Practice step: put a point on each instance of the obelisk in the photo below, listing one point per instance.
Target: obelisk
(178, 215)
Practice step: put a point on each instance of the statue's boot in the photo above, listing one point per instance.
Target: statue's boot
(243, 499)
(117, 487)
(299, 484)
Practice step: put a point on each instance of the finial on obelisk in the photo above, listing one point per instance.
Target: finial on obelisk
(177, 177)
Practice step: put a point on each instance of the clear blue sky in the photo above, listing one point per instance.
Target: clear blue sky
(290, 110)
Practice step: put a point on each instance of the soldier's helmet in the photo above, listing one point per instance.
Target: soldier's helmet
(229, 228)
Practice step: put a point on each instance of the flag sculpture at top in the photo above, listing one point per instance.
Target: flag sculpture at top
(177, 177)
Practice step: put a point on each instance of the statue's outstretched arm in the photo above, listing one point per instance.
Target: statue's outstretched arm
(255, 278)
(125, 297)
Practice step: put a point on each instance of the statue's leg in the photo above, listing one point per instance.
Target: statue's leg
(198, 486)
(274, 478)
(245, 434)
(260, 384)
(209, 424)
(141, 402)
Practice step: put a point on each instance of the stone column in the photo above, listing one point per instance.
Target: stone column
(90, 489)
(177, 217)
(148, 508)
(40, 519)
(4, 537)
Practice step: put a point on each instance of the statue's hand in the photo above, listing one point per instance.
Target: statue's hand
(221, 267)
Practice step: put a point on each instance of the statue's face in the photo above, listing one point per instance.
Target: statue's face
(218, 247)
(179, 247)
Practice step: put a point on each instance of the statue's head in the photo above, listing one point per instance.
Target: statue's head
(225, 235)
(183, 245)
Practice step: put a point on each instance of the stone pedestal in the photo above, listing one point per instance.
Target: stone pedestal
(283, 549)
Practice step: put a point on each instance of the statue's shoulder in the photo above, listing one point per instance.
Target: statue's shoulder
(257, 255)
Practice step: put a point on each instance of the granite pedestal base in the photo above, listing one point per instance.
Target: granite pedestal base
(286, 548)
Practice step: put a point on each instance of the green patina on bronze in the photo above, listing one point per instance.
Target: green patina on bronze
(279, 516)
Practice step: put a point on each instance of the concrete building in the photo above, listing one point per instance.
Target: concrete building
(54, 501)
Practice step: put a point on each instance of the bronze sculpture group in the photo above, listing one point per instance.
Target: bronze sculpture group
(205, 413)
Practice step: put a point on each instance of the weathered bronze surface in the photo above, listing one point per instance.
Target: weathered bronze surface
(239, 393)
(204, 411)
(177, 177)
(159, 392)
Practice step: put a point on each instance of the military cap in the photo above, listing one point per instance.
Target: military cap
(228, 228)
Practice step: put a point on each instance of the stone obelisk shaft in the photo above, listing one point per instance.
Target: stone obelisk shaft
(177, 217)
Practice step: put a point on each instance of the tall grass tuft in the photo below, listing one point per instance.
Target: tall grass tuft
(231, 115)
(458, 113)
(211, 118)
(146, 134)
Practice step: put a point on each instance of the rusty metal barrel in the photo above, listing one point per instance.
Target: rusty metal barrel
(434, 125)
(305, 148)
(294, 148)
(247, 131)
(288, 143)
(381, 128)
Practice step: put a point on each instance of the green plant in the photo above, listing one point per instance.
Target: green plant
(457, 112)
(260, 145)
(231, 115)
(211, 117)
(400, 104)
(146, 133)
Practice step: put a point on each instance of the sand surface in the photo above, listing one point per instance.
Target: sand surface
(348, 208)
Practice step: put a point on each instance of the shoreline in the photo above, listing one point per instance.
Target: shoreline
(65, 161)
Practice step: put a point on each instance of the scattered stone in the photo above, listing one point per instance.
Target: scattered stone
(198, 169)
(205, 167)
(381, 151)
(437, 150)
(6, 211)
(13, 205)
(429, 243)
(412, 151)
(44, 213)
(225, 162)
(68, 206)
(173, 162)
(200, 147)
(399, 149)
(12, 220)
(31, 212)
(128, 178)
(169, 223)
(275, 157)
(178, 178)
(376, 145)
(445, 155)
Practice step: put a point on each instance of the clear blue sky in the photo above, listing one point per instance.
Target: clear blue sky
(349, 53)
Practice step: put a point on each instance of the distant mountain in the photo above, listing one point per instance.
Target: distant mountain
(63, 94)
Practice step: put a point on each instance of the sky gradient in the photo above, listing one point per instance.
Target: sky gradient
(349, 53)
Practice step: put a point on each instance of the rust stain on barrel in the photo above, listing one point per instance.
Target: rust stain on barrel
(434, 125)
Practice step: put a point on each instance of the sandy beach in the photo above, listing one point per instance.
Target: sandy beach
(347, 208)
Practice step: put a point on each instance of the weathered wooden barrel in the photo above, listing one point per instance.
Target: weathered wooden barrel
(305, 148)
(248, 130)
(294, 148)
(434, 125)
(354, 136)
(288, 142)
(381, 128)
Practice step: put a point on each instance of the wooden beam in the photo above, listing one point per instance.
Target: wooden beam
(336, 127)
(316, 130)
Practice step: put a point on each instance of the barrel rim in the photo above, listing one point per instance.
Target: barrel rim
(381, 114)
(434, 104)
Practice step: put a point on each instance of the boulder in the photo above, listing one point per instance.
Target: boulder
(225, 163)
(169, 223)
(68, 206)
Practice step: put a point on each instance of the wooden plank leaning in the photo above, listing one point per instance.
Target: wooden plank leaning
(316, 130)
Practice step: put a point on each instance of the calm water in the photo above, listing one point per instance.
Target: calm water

-------

#### [Work request]
Print the records above in full, exactly.

#### [Written solution]
Practice step: put a point on each instance of the obelisk in the photo below, listing one point per instance.
Target: obelisk
(178, 215)
Practice step: put a point on each instance of the statue's boot in the photo above, listing one point per instance.
Target: statue's boot
(243, 499)
(117, 487)
(299, 484)
Practice step: put a point on each instance of the finial on obelisk in the photo above, listing one point per instance.
Target: finial on obelisk
(177, 177)
Practice step: put a point on each instance of the clear blue sky in the photo above, listing one point per instance.
Target: clear blue sky
(290, 110)
Practice step: put a point on each instance of the soldier's helmet in the photo above, listing one point per instance.
Target: soldier's helmet
(229, 228)
Practice step: put a point on each instance of the flag sculpture at top in the photo above, listing one point per instance.
Target: flag sculpture at top
(177, 177)
Practice step: put a point on each instance of the statue's outstretched arm in the photo above, listing one point per instance.
Target: statue's outstretched arm
(255, 278)
(125, 297)
Practice step: put a point on each instance of the statue's leg in the photo above, listing one point per instance.
Target: statue's leg
(198, 486)
(274, 478)
(245, 434)
(260, 384)
(209, 424)
(141, 402)
Practice step: put a point on each instance of the stone column in the photo above, listing one point per instance.
Target: stone column
(90, 489)
(177, 217)
(148, 508)
(40, 519)
(4, 537)
Practice step: put a point on each instance of the statue's hand in the photo above, listing one point per instance.
Target: statue's hand
(221, 267)
Practice step: put a point on each instance of the statue's face in the photo above, listing one point per instance.
Target: statue's face
(218, 247)
(179, 247)
Practice step: put a point on each instance of the statue's head in the photo above, listing one point per instance.
Target: statue's head
(225, 235)
(183, 245)
Practice step: put a point on each instance of the stone pedestal in the photo above, listing one point per instance.
Target: stone pedestal
(283, 549)
Practice step: put a point on each instance of the statue's shoulder in the photo above, listing one point per instance.
Target: statue's shoulder
(257, 255)
Practice step: put a point on each instance of the granite pedestal base in the photo above, listing one point per instance.
Target: granite pedestal base
(286, 548)
Practice step: put a point on each instance of the green patina on bronze in the photo above, listing one point per instance.
Target: green patina on bronze
(279, 516)
Practice step: put a point on each instance of the concrete building in the photo above, listing one point per instance.
Target: concrete building
(54, 501)
Practice step: put a point on each instance of the bronze sculpture group in the photo above, listing one point per instance.
Target: bronze sculpture group
(205, 413)
Practice step: put a point on each instance of the weathered bronze surface in the photo above, listing one point per instance.
Target: weathered bronze surface
(239, 393)
(204, 411)
(177, 177)
(159, 392)
Practice step: put a point on each instance of the military cap in the photo above, listing one point per instance.
Target: military cap
(228, 228)
Practice step: put a point on each instance of the stone obelisk shaft in the photo above, listing one point per instance.
Target: stone obelisk shaft
(177, 217)
Practice step: put a point on each instance of the tall grass tuft in the photo below, listing one point per instance.
Target: tall grass tuft
(231, 115)
(458, 113)
(211, 118)
(146, 134)
Practice step: put a point on each instance of the rusty metal barrel in the photo above, listing one point per instance.
Target: rusty metal barrel
(434, 125)
(305, 148)
(294, 148)
(247, 131)
(288, 143)
(381, 128)
Practice step: put a point on each instance of the green plant in the photo above, listing one point per instance.
Target: green plant
(457, 112)
(260, 145)
(231, 115)
(211, 117)
(400, 104)
(146, 133)
Practice step: put a point on each instance of the sand surface in the photo above, listing one point per instance.
Target: sand surface
(348, 208)
Practice step: put a point on each instance of the shoreline in the photo above, listing one point per instance.
Target: shoreline
(65, 161)
Practice step: put a point on each instance of the scattered stone in the photo above, listing one point per instance.
Target: scattered stone
(198, 169)
(205, 167)
(381, 151)
(437, 150)
(6, 211)
(13, 205)
(429, 243)
(412, 151)
(44, 213)
(225, 162)
(68, 206)
(173, 162)
(200, 147)
(399, 149)
(12, 220)
(31, 212)
(128, 178)
(169, 223)
(275, 157)
(178, 178)
(376, 145)
(445, 155)
Practice step: put a point on each instance of the clear blue sky in the photo above, listing one point per instance.
Target: clear blue sky
(349, 53)
Practice step: put a point on each instance of the distant mountain in the photo above, listing one point per instance.
Target: distant mountain
(63, 94)
Practice step: put a point on each instance of the sky gradient in the photo above, listing one point per instance.
Target: sky gradient
(349, 53)
Practice step: put a point on each instance of the rust stain on barrel in the photo above, listing one point per instance.
Target: rust stain on barrel
(434, 125)
Practice step: put a point on each instance of the sandy beach in the photo above, listing one point per instance.
Target: sandy beach
(347, 208)
Practice step: put a point on each instance of the weathered wooden barrel in the photo above, listing one point per instance.
Target: weathered wooden barrel
(305, 148)
(248, 130)
(294, 148)
(434, 125)
(354, 136)
(288, 142)
(381, 128)
Practice step: put a point on each instance of the wooden beam in the photo above, listing one point per instance.
Target: wooden beam
(336, 127)
(316, 130)
Practice step: put a point on each instance of the barrel rim in the photo above, listing one point per instance.
Target: barrel rim
(381, 114)
(434, 104)
Practice step: put a point on each instance of the boulder in the photo above, listing one point per instance.
Target: boulder
(225, 163)
(169, 223)
(68, 206)
Practice step: put a point on each instance of the wooden plank leaning in the photo above, listing one point per instance.
Target: wooden plank leaning
(316, 130)
Practice step: put a point on each instance of the calm water in the photo above, listing one point per instance.
Target: calm water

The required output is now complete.